*Passage provided:*
● ● ● ●

# YAY!!! We are almost out of the puppy phase!



## myfainters (Oct 30, 2009)

Well, Atty (Maremma female) is 1 1/2 now and FINALLY is becoming trustworthy with the goats, cats, poultry and now the new kids!!!! Yesterday there was a huge hawk circling over the kidding pen where my tiny little quads are and Atty and Lucius were going crazy... they thought the hawk needed to move on. I let Atty in the pen with the babies and she immediately (very gently) nosed the kids into their lttle play tunnel and she laid in front of it until the hawk finally left. She is doing very well for still being a big puppy!  :leap: We sure have put a LOT of work into getting her to this point... Luc is still being "tweaked" a bit!!!  but he's getting better and he is great with the bucks.

Jess
Faint-Hearted Ranch
http://www.faintheartedranch.net


----------



## toth boer goats (Jul 20, 2008)

● ● ● ●

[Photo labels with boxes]
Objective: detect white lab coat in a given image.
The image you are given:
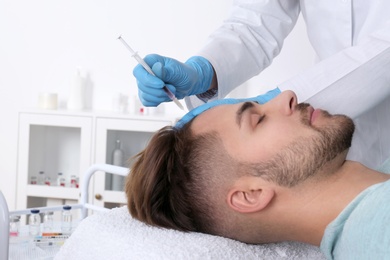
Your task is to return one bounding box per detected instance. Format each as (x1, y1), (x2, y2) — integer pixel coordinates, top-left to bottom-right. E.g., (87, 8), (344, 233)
(186, 0), (390, 167)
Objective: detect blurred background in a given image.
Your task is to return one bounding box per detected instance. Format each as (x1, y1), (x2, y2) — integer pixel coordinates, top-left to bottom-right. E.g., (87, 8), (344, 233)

● ● ● ●

*Tasks and exercises:*
A. Translate this sentence from the forum post into Spanish: "She is doing very well for still being a big puppy!"
B. Return the section of the forum post from "# YAY!!! We" up to and including "with the bucks.", word for word.

*Solutions by task:*
A. ¡Le está yendo muy bien para ser todavía una cachorra grande!

B.
# YAY!!! We are almost out of the puppy phase!



## myfainters (Oct 30, 2009)

Well, Atty (Maremma female) is 1 1/2 now and FINALLY is becoming trustworthy with the goats, cats, poultry and now the new kids!!!! Yesterday there was a huge hawk circling over the kidding pen where my tiny little quads are and Atty and Lucius were going crazy... they thought the hawk needed to move on. I let Atty in the pen with the babies and she immediately (very gently) nosed the kids into their lttle play tunnel and she laid in front of it until the hawk finally left. She is doing very well for still being a big puppy!  :leap: We sure have put a LOT of work into getting her to this point... Luc is still being "tweaked" a bit!!!  but he's getting better and he is great with the bucks.